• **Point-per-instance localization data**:
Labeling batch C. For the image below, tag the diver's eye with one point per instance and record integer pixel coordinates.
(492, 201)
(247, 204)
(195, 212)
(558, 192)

• **Exercise requirements**: Give back every entry exactly, with nothing left out.

• **Response to the task**:
Labeling batch C. For the image below, tag the diver's eye with one point per instance and record integer pixel coordinates.
(492, 201)
(247, 204)
(195, 212)
(558, 192)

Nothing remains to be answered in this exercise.